◆ **Exercise objective**: From the text on the temporal programming library, set down the passage between "SAM is generally" and "form or wizard).", inclusive, with no changes.

◆ **Text extract**:
━━━

A Temporal Programming Library

Traditional programming models (OOP, FP, RP, FRP...) offer few temporal logic constructs, if any. Yet temporal aspects appear throughout our code — not just on the client, but on the server too.

This library is an implementation of the SAM pattern, a software engineering pattern based on the semantics of TLA+ (the Temporal Logic of Actions). SAM (State-Action-Model) offers a systematic approach to managing and reasoning about application state from a temporal perspective. SAM's founding principle is that state mutation must be a first-class citizen of the programming model, and as such mutations must occur in a well-defined, synchronized step. SAM defines a step as:

     _______________________... event ..._________________________
    |                                                             |
    |        ___________Model___________                          |
    v       |       (synchronized)      |                         |
  Action -> | Acceptor(s) -> Reactor(s) | -> Next-Action and|or Render
    ^       |___________________________|        |              State
    |                                            |
    |____________________________________________|

An action is initiated by the SAM client/consumer of the state representation. An action computes a proposal to mutate the application state. The proposal is presented to the model, which accepts, partially accepts, or rejects it (acceptors are units of mutation — functions of proposals). Once the application state has mutated, reactors compute the resulting application state. Reactors are invariant mutations: functions of the state that are independent of proposals. Factoring your code as actions, acceptors, and reactors leads to cleaner, more compact, and easier-to-maintain code.

SAM is generally implemented as a singleton with a single state tree, but that is not a requirement. SAM instances can work cooperatively, especially in a parent/child relationship (to manage a specific but ephemeral aspect of your application, e.g. a form or wizard).

━━━

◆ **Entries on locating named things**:
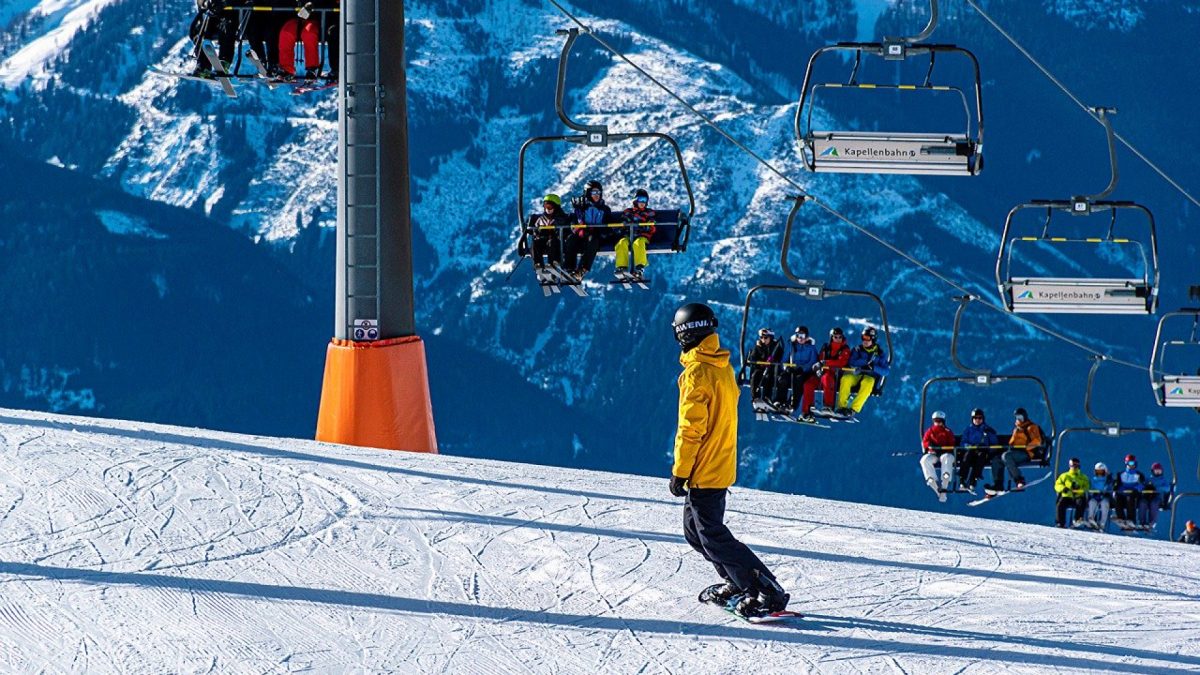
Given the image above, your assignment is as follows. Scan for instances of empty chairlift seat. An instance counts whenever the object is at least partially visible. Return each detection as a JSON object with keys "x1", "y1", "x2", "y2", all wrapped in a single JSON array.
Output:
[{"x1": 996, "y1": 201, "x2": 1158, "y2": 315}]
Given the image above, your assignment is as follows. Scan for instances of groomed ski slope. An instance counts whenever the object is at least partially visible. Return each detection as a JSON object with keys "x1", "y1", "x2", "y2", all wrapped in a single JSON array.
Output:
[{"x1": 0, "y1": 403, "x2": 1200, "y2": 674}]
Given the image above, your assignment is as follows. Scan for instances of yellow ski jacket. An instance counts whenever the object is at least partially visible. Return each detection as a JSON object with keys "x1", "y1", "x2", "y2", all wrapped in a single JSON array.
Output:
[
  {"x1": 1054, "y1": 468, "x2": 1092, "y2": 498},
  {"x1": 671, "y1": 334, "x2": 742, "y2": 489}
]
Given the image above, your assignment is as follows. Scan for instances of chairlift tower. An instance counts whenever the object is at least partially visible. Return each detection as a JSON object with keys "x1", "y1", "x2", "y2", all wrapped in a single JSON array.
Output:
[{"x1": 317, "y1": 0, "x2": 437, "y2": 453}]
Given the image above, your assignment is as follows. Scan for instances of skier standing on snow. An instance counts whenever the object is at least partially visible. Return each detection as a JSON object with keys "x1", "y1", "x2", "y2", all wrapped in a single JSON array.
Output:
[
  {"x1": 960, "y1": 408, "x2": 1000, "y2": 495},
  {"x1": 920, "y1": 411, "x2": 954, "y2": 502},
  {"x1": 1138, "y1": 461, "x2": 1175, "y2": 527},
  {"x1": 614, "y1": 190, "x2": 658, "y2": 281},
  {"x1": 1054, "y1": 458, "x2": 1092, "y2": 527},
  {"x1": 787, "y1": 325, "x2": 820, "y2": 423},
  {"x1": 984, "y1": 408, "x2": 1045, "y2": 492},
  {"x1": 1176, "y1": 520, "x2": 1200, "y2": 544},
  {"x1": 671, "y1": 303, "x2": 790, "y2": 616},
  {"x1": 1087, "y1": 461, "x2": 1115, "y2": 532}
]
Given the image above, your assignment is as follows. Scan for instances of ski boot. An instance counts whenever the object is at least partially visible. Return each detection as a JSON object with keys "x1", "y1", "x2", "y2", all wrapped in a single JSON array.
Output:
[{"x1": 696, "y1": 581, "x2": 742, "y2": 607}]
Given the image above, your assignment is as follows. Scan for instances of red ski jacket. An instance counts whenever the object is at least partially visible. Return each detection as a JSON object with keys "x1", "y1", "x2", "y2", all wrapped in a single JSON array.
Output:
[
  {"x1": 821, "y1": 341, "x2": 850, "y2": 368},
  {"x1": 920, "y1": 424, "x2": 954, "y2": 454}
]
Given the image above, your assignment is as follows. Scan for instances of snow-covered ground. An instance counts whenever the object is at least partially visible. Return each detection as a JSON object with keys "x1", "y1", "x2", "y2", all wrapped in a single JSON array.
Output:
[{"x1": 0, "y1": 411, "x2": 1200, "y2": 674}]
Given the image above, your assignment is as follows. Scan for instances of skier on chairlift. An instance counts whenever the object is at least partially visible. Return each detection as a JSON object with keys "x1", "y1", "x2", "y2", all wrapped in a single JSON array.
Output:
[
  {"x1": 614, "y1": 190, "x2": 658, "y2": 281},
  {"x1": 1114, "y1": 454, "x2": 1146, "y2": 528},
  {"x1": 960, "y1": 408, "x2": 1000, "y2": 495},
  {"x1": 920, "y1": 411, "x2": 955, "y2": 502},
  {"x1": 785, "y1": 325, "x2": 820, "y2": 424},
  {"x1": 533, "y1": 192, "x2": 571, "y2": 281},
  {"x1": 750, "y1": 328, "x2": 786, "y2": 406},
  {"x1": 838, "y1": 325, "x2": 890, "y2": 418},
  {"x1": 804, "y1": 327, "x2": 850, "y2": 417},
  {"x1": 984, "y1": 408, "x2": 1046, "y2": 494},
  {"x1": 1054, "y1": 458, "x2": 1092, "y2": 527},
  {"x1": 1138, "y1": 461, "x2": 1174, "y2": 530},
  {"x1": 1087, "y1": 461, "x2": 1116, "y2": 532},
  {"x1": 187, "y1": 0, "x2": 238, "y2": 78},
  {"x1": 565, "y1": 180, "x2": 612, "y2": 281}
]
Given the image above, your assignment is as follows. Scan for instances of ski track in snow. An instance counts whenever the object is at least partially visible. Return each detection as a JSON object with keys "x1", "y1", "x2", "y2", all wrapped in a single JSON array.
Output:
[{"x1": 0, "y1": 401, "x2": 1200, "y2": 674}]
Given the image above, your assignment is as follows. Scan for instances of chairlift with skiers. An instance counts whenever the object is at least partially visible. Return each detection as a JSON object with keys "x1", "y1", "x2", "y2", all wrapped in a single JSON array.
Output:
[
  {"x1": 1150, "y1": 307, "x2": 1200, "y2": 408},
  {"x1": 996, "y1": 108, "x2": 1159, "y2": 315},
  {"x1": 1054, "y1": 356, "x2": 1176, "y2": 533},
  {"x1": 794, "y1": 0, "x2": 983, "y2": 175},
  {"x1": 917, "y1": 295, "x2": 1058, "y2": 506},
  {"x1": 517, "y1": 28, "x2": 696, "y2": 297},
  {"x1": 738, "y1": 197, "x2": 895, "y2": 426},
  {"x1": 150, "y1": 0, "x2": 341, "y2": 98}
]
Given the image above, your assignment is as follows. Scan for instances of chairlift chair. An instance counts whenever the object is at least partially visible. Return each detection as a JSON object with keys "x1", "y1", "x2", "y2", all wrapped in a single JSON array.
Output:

━━━

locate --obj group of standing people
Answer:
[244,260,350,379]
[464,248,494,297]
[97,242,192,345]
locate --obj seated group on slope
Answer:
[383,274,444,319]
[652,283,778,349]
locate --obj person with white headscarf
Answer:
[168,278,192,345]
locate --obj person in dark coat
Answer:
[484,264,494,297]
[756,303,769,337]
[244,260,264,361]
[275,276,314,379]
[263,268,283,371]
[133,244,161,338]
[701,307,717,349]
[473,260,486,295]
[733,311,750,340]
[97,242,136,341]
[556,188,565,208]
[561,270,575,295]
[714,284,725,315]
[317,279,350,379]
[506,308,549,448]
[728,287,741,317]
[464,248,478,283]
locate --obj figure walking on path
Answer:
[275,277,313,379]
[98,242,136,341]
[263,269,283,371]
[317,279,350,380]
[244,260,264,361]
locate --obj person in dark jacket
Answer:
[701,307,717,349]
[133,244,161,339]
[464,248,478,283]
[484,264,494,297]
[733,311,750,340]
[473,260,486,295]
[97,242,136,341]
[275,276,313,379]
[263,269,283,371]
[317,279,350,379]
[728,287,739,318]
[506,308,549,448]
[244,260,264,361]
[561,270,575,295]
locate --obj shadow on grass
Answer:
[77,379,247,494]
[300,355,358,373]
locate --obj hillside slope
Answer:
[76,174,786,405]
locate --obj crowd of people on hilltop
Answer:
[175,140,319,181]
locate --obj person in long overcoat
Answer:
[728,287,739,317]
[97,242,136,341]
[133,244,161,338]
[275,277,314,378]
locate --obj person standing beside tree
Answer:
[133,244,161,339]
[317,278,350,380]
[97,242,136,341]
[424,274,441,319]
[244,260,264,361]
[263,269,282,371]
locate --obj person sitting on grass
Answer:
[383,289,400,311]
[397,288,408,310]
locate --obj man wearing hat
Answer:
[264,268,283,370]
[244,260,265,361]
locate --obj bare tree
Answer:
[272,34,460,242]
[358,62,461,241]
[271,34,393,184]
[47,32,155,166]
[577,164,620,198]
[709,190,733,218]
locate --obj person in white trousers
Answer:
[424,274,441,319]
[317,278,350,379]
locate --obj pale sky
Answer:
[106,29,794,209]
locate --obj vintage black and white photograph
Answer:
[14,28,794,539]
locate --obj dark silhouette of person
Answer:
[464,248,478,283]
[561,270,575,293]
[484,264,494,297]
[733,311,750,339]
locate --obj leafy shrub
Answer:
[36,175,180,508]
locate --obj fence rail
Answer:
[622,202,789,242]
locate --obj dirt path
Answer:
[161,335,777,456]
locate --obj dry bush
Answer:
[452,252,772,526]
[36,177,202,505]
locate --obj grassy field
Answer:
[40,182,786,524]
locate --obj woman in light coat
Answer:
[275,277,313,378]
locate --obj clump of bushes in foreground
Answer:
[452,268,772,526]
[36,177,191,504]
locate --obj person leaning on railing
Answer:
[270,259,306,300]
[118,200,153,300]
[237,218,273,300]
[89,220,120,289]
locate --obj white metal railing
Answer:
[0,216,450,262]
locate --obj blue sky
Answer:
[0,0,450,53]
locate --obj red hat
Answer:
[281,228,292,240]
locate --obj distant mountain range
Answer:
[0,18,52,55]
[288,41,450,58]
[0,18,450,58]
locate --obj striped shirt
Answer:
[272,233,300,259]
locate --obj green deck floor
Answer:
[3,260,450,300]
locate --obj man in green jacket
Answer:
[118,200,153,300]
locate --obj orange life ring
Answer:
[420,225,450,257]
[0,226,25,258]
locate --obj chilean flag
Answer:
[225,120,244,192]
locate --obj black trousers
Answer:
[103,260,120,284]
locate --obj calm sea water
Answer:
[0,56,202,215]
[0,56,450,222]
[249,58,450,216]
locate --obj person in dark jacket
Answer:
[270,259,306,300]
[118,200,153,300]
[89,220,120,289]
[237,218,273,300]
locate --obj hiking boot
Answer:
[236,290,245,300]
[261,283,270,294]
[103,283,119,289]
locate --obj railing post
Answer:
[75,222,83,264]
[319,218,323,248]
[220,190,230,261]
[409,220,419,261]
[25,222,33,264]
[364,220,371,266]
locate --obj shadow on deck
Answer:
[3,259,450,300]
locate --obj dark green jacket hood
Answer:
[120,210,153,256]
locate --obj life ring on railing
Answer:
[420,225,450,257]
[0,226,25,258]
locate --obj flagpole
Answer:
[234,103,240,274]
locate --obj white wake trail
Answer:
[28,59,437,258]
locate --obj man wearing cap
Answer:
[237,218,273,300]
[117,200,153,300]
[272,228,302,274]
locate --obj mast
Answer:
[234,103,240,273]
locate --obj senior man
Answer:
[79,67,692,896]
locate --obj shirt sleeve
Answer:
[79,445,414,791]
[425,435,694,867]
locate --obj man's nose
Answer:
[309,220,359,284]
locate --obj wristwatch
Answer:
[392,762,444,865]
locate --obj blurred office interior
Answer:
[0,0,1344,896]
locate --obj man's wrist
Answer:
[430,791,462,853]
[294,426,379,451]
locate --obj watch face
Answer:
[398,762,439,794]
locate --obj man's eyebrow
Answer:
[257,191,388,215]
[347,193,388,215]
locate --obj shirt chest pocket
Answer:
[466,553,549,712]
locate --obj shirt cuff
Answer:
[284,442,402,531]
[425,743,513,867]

━━━

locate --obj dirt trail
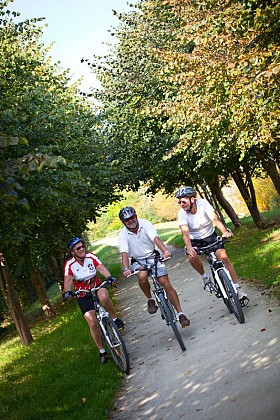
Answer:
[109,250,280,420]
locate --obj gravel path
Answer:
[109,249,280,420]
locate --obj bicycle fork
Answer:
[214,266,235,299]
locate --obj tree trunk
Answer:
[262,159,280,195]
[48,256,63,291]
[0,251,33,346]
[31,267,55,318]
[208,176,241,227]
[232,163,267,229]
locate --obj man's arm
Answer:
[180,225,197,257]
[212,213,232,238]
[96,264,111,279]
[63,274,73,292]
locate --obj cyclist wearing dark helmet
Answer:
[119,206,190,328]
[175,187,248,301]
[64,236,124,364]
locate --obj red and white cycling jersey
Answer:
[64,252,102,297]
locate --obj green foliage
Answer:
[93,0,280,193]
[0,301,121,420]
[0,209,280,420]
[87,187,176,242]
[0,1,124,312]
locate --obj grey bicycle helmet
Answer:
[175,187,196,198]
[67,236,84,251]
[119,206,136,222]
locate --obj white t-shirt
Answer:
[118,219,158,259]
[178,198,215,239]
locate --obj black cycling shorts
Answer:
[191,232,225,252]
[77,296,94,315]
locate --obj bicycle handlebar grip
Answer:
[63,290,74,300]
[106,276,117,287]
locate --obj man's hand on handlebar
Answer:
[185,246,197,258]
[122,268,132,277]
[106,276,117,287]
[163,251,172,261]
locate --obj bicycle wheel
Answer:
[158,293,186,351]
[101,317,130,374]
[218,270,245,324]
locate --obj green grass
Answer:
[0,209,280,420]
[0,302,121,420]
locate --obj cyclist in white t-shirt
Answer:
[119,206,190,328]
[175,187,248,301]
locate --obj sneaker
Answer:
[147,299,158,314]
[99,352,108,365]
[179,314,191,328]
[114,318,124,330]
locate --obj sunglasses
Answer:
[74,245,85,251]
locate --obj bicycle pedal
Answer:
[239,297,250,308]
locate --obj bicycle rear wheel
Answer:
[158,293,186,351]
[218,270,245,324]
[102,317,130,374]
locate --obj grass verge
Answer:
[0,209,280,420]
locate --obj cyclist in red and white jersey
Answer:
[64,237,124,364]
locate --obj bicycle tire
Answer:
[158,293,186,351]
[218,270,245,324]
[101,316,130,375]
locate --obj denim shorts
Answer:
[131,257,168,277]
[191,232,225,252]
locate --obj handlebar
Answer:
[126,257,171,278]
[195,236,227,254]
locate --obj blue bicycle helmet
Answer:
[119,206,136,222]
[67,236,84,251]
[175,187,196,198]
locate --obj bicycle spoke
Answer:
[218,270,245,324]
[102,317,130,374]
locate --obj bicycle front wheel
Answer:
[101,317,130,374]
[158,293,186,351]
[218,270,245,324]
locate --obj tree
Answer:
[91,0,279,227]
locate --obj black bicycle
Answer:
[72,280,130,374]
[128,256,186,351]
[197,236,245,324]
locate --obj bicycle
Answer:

━━━

◆ **Task answer**:
SAM is generally implemented as a singleton with a single state tree, but that is not a requirement. SAM instances can work cooperatively, especially in a parent/child relationship (to manage a specific but ephemeral aspect of your application, e.g. a form or wizard).